:: Direction ::
Extract all of the rows below word for word, leaving the pictures out of your answer.

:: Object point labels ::

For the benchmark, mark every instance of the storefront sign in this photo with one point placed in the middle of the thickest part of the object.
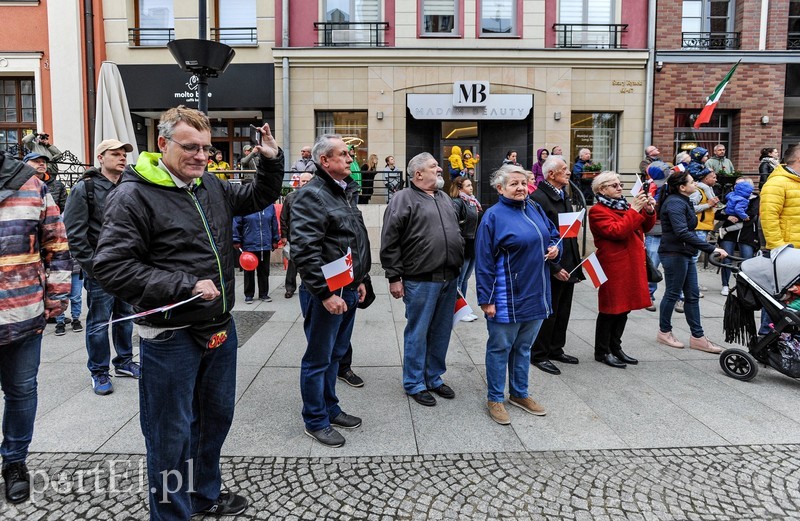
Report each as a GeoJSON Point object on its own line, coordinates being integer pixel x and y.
{"type": "Point", "coordinates": [497, 106]}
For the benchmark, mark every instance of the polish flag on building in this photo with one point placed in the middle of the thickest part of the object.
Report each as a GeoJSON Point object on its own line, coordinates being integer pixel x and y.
{"type": "Point", "coordinates": [711, 102]}
{"type": "Point", "coordinates": [569, 224]}
{"type": "Point", "coordinates": [593, 269]}
{"type": "Point", "coordinates": [462, 309]}
{"type": "Point", "coordinates": [339, 273]}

:: Reply to the task ::
For the benchmark, mark every instance of the storefront sign in this photo with one point placed in the middle of the thickest part of the object.
Report each as a GeoJSON Point object on its own line, coordinates being integer pixel x and y.
{"type": "Point", "coordinates": [497, 106]}
For the benchmark, mark every instance of the polish flag on building in this photo with one point placed in the middle of the thickest part of the object.
Report each as a GeoJSON Point object on its own line, coordinates being integer pixel x and y.
{"type": "Point", "coordinates": [711, 102]}
{"type": "Point", "coordinates": [569, 224]}
{"type": "Point", "coordinates": [593, 269]}
{"type": "Point", "coordinates": [462, 309]}
{"type": "Point", "coordinates": [339, 273]}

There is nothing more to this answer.